(Referring expression data)
»»
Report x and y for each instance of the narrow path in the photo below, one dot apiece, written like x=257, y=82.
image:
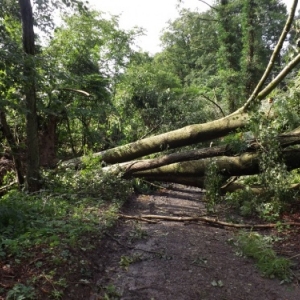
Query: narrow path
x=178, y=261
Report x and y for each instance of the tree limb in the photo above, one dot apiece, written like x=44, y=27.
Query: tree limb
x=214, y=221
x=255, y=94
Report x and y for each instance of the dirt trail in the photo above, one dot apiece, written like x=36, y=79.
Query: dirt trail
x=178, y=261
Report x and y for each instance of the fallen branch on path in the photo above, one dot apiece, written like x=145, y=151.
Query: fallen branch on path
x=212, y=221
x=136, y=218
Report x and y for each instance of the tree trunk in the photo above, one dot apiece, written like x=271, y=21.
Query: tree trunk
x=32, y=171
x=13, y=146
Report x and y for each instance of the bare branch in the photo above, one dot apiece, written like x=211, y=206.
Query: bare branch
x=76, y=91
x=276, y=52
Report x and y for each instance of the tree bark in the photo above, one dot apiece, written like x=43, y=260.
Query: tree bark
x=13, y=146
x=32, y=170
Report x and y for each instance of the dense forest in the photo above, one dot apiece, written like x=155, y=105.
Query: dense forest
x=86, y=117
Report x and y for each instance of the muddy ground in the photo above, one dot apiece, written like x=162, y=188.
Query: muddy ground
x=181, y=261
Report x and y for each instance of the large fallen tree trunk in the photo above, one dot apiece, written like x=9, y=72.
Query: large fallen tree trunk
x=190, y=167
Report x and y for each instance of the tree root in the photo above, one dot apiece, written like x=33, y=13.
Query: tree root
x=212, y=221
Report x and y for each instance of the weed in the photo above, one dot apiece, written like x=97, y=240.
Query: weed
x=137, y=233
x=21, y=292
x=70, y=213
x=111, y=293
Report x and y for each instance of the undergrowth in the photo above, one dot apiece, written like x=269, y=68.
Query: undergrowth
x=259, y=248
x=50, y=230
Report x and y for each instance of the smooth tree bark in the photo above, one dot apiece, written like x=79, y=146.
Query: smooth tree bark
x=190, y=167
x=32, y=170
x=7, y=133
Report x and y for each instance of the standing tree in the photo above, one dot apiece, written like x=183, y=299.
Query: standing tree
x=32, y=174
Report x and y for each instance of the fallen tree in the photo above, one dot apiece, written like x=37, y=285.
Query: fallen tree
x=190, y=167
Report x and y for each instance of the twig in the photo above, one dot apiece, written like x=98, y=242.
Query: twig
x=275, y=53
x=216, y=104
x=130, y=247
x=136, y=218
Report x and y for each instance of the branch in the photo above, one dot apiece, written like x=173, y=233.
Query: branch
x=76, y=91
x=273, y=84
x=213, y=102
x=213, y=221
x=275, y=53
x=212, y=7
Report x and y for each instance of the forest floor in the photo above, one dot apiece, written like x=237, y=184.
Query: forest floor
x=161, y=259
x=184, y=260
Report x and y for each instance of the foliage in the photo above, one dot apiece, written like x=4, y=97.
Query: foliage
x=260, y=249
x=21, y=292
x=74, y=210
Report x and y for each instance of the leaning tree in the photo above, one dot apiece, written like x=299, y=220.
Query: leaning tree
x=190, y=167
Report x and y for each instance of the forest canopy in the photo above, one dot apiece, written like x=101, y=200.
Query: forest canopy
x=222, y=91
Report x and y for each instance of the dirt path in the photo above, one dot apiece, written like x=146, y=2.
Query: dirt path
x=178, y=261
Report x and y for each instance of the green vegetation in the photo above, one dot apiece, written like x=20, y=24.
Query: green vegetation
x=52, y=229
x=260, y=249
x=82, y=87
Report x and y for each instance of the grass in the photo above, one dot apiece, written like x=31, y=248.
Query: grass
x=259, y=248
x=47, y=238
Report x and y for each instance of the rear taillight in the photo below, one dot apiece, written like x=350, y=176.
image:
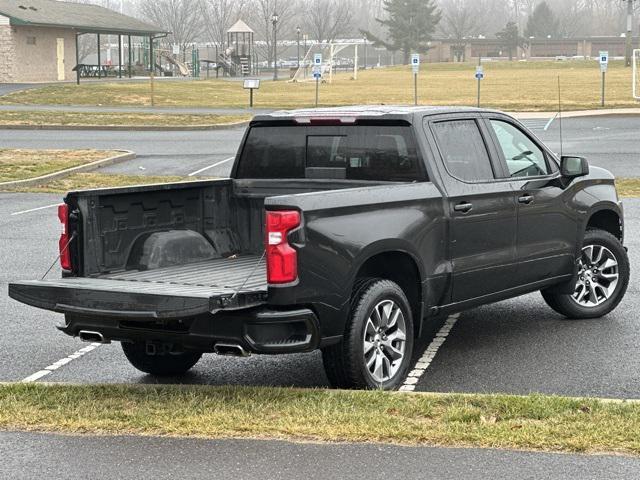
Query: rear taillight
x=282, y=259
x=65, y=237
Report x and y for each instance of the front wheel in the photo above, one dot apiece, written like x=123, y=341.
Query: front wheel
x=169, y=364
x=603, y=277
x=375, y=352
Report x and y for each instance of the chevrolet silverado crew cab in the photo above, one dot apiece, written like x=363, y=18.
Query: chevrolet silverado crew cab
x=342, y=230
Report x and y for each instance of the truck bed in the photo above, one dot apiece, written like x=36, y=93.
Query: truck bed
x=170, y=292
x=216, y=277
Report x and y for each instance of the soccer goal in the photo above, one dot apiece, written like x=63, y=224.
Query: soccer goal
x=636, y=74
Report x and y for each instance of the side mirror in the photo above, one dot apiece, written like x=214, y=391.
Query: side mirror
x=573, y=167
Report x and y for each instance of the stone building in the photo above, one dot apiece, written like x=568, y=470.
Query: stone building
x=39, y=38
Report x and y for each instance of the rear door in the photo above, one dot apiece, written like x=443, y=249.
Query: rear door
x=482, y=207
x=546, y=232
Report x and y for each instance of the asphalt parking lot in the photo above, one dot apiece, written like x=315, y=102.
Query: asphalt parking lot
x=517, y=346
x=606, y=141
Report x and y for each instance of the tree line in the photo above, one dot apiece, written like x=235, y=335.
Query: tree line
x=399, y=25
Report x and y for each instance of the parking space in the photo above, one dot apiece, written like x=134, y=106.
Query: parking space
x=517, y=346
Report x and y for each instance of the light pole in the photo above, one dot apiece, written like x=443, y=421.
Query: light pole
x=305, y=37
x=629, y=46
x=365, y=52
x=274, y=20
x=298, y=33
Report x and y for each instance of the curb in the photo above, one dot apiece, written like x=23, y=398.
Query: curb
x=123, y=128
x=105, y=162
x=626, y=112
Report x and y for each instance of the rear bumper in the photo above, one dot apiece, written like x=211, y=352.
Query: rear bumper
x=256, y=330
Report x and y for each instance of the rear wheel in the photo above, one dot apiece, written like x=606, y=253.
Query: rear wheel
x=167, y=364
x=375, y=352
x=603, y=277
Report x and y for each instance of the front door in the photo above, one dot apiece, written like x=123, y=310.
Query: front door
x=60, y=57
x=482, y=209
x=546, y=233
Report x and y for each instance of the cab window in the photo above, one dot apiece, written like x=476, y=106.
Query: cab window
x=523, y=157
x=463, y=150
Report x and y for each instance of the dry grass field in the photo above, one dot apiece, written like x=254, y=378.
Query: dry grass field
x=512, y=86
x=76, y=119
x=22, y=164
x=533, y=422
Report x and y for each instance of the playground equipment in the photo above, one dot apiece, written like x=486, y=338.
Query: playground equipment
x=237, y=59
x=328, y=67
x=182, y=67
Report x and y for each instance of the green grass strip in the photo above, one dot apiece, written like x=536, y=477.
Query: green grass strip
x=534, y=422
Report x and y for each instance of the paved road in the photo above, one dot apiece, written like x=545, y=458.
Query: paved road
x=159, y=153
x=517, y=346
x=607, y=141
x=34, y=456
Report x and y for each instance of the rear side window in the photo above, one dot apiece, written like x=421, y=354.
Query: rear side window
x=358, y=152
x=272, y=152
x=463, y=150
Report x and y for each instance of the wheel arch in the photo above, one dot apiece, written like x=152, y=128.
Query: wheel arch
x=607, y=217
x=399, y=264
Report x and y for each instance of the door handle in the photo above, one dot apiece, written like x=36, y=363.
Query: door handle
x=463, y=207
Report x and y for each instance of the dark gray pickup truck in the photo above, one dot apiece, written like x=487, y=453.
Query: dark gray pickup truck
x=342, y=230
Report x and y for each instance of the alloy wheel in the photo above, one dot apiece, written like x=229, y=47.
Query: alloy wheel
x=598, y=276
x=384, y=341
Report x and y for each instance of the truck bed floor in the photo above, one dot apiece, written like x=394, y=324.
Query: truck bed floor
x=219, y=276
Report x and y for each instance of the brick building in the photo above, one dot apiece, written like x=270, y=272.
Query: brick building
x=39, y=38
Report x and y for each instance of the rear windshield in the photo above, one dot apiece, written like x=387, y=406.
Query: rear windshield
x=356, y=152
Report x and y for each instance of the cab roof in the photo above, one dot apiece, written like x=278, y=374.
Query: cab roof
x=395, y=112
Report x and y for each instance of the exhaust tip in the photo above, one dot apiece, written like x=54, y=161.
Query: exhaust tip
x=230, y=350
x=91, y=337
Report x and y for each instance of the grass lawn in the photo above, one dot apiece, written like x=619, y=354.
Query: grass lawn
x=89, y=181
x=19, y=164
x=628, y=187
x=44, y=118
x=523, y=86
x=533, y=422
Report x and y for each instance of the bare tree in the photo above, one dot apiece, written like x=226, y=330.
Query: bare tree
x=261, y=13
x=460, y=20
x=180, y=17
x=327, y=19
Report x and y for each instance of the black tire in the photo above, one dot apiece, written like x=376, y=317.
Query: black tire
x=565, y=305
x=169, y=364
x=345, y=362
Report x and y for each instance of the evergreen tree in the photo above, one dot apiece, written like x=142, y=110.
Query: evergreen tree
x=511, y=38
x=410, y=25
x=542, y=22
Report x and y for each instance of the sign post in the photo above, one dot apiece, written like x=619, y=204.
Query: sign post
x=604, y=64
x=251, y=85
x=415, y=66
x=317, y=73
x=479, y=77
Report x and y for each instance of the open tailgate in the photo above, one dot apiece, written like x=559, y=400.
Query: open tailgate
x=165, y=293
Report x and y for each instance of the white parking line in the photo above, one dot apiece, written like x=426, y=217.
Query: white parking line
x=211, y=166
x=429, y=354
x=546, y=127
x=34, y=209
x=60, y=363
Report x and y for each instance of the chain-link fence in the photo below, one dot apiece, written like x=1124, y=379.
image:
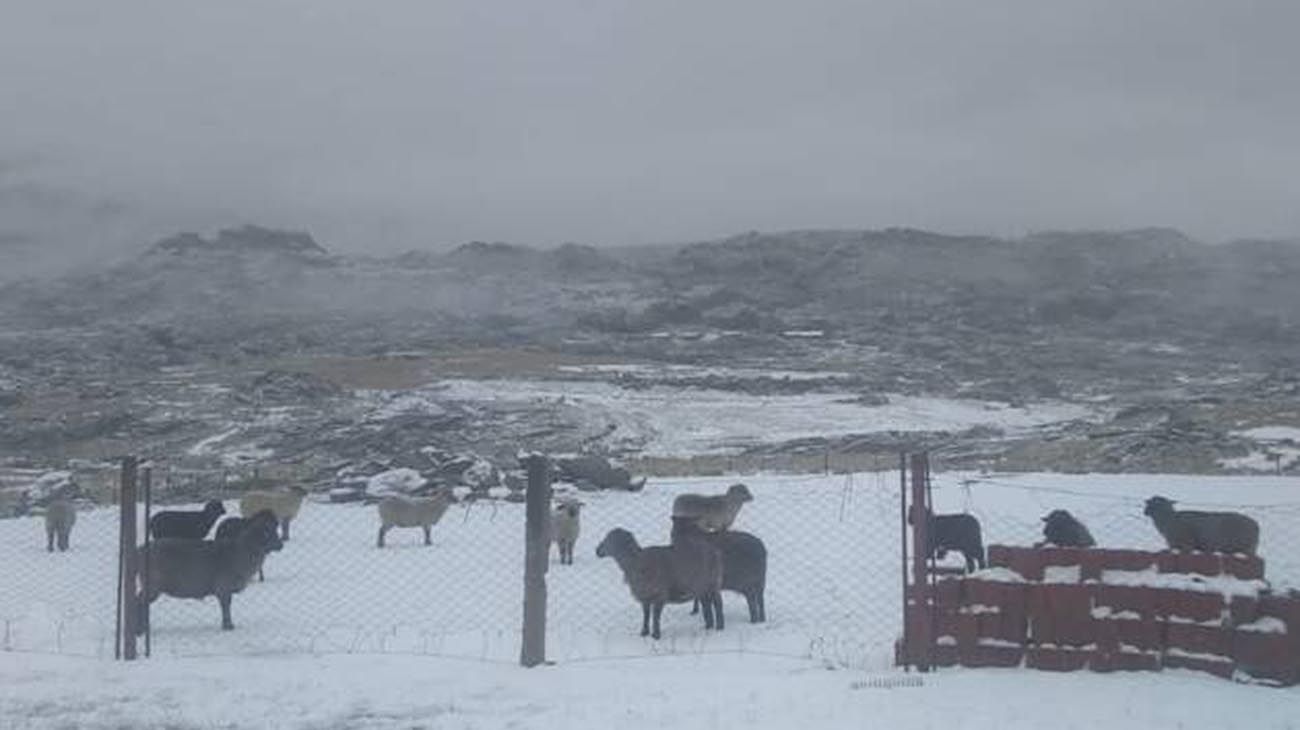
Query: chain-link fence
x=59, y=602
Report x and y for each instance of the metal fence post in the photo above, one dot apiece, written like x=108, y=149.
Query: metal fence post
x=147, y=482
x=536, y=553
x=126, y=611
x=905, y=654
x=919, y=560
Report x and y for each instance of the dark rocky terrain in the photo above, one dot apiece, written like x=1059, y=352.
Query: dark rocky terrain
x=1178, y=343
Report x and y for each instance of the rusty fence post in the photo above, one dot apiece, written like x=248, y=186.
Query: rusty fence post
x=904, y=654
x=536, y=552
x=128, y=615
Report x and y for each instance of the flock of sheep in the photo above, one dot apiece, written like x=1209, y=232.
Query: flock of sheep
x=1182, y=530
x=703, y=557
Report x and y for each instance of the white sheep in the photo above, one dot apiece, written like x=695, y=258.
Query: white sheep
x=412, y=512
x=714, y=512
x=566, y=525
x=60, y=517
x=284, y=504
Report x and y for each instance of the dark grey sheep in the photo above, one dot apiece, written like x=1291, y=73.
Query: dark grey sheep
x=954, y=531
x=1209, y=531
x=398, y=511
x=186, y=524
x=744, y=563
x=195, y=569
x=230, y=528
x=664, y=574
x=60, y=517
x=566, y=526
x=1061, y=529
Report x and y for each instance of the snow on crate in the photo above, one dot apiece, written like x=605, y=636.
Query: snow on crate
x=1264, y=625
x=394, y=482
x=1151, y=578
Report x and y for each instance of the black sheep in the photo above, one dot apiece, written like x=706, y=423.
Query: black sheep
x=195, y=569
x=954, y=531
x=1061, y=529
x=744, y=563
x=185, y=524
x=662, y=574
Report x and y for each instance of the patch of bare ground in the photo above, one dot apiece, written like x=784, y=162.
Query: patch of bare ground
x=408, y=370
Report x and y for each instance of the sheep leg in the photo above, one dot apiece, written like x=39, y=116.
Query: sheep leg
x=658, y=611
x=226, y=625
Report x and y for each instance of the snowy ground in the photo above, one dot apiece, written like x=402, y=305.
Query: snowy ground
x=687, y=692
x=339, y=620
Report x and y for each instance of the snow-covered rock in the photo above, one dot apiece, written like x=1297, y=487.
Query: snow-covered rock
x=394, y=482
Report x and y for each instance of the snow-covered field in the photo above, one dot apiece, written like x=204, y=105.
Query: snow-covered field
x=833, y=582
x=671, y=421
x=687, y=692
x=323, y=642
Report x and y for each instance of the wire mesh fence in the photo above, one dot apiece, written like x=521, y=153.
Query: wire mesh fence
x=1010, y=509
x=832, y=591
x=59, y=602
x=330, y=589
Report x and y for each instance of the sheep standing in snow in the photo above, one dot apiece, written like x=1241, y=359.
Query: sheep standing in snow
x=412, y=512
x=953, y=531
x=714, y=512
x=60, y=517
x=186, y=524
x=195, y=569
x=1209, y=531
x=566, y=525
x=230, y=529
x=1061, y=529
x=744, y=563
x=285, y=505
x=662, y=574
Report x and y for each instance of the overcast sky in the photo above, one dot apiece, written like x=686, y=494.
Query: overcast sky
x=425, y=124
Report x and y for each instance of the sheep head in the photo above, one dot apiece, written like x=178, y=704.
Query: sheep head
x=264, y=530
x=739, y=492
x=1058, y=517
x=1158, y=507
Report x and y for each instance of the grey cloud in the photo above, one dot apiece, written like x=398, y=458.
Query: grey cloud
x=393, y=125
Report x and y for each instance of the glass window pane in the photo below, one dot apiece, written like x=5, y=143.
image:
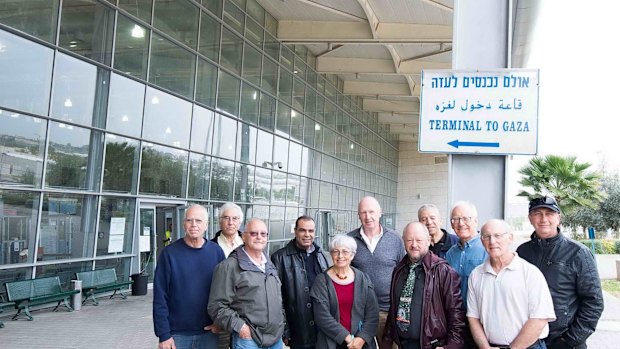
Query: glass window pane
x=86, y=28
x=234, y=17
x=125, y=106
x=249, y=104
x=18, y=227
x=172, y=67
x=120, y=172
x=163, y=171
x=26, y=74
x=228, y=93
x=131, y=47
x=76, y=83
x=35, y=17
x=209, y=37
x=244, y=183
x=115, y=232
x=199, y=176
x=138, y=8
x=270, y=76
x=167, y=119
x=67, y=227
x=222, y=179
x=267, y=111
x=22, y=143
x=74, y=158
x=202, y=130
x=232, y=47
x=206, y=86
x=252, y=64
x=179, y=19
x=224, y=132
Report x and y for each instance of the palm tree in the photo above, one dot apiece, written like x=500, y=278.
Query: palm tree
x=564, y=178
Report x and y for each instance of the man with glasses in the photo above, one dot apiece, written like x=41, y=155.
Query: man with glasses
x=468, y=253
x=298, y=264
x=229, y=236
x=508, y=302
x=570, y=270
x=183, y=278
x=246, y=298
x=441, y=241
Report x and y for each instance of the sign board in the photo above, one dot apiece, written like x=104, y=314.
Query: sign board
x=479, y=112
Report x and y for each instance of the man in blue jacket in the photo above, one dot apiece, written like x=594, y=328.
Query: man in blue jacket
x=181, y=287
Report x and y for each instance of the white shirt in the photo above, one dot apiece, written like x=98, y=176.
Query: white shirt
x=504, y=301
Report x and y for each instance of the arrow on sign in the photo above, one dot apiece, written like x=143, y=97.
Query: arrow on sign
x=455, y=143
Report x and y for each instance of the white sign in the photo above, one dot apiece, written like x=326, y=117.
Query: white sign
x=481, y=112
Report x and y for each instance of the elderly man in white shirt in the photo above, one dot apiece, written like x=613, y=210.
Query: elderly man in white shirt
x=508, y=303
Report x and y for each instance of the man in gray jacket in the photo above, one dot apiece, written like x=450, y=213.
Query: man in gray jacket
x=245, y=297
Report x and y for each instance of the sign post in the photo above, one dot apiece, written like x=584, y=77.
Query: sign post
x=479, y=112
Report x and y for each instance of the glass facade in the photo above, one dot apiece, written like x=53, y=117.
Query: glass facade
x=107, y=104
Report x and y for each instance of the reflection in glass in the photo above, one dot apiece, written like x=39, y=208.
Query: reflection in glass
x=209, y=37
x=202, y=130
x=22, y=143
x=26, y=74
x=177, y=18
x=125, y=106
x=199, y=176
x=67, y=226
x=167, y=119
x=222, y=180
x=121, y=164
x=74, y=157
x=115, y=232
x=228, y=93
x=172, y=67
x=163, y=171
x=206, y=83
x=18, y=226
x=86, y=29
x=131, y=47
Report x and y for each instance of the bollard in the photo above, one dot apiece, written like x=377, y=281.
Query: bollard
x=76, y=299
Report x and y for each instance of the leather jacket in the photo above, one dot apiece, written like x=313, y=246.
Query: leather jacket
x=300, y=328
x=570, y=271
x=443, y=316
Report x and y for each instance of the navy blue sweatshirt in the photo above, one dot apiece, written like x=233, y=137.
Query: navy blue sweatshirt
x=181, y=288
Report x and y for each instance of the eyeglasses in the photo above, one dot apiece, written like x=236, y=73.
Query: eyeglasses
««
What you will do: Check each line above for "eyeglasses" and return the ones that have it.

Solution for this exercise:
Report x and y for each instance of the eyeglasses in the photo above, one dot apiece, written like x=236, y=73.
Query: eyeglasses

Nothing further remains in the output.